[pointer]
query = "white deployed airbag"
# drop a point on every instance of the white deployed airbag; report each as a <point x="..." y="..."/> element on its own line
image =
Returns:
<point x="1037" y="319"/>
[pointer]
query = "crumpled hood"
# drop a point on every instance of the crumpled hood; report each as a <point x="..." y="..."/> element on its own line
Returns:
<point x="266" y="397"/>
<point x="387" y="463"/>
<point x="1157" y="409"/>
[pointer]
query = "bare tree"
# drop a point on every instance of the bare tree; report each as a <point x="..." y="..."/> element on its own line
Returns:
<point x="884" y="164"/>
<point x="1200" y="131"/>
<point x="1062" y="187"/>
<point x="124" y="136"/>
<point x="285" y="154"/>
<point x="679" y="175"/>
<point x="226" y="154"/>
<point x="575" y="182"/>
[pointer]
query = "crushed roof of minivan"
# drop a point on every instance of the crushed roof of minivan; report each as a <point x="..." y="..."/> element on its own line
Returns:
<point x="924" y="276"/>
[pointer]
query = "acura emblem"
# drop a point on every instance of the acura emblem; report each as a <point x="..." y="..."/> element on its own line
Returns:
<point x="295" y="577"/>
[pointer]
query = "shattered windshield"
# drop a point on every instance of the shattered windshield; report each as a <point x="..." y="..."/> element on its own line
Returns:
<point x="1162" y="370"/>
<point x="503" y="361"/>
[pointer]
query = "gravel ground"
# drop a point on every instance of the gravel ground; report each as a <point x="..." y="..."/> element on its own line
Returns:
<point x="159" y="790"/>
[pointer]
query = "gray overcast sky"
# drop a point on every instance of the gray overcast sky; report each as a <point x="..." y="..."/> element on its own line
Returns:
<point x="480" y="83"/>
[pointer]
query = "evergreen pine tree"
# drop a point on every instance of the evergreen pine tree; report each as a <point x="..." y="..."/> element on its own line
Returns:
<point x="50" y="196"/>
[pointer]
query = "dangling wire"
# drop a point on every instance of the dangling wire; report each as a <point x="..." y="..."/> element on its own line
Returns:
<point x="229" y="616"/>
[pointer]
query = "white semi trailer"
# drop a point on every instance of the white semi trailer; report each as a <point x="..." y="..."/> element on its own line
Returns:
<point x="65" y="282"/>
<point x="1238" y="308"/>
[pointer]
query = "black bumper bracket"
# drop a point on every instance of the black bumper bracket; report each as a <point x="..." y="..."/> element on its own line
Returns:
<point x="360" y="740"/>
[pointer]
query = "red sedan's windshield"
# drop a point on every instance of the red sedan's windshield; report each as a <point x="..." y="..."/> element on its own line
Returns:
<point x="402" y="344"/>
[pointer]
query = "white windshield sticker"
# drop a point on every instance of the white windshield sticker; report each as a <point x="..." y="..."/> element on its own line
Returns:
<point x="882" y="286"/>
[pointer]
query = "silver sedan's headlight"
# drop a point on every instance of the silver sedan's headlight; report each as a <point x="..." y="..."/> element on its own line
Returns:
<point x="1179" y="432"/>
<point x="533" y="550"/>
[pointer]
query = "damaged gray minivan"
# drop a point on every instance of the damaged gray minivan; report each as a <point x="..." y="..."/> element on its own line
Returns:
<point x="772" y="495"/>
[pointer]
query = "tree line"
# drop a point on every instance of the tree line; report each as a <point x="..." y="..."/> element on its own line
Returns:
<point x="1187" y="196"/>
+++
◆ **REQUIRED WORK**:
Copy the material above back out, exactly as written.

◆ **RESULT FOR THIS TASK**:
[pointer]
query = "white deployed airbag"
# drop a point on every instance of the white deployed airbag; report each as a <point x="..." y="..."/> element on its own line
image =
Returns:
<point x="1037" y="319"/>
[pointer]
query = "crumpled hood"
# drop a point on every instance of the crumpled hood; report each as a <point x="..." y="..."/> element on its own line
Returns:
<point x="266" y="397"/>
<point x="387" y="463"/>
<point x="1157" y="409"/>
[pointer]
query = "bare tree"
# drop a point on every instance of the bare tree; report each as a <point x="..." y="..."/> element on its own line
Returns:
<point x="884" y="164"/>
<point x="1200" y="131"/>
<point x="1062" y="187"/>
<point x="124" y="136"/>
<point x="285" y="154"/>
<point x="679" y="175"/>
<point x="226" y="154"/>
<point x="575" y="182"/>
[pointer]
query = "crushed roof of minivan"
# drop a point on every instance of the crushed roof of minivan; report each as a <point x="..." y="..."/> element on its own line
Returns:
<point x="924" y="276"/>
[pointer]
query = "acura emblem"
# drop a point on every instance of the acura emblem; report each as a <point x="..." y="..."/> element on its own line
Returns:
<point x="295" y="577"/>
[pointer]
query = "shattered windshield"
# drop a point on every instance of the shattered windshield; report each as a <point x="..." y="..."/> element on its own line
Returns:
<point x="1162" y="370"/>
<point x="503" y="361"/>
[pointer]
query = "gravel ground"
# drop a point on every instance of the gravel ground; report each as a <point x="..." y="..."/> element on its own line
Returns:
<point x="159" y="790"/>
[pointer]
query = "gray overcast sky"
# drop a point on every instance of the gray overcast sky; report each as a <point x="..." y="..."/> element on its own line
Returns:
<point x="480" y="83"/>
[pointer]
query = "evergreen pine tree"
# drop a point on every instance of the evergreen pine tree; report each as a <point x="..." y="..."/> element on its own line
Returns:
<point x="50" y="196"/>
[pointer]
query = "dangling wire"
# drop a point on every instance of the dangling wire; report each as a <point x="..." y="..."/> element on its own line
Returns:
<point x="229" y="616"/>
[pointer]
query = "white semi trailer"
# drop a point on every instance of the white semi trailer; report each as a <point x="..." y="..."/> element on its own line
Returns:
<point x="65" y="282"/>
<point x="1238" y="308"/>
[pointer]
query = "black bumper bracket"
# drop a point on every instance of the black bumper bracket; report each as a <point x="..." y="..."/> element on its own line
Returns:
<point x="360" y="740"/>
[pointer]
query = "red sedan's windshield"
# drop a point on every instance of the red sedan's windshield; report each as a <point x="..." y="..."/> element on its own line
Returns:
<point x="402" y="344"/>
[pointer]
query = "white windshield sticker"
# drop a point on every instance of the white windshield sticker; report each as a <point x="..." y="..."/> element on its own line
Returns:
<point x="882" y="286"/>
[pointer]
query = "silver sedan's headlight"
# drop a point on every instance of the silver sedan's headlight; report each as a <point x="..." y="..."/> element on its own line
Returns:
<point x="1179" y="432"/>
<point x="533" y="550"/>
[pointer]
query = "damaged gray minivan"
# drop a point on every instance of the damaged gray minivan; report each as a <point x="..." y="..."/> element on its own line
Returns:
<point x="772" y="495"/>
[pointer]
query = "tree line"
# drop a point on every instance of the tree line; report each as a <point x="..." y="..."/> element on its own line
Returns:
<point x="1187" y="196"/>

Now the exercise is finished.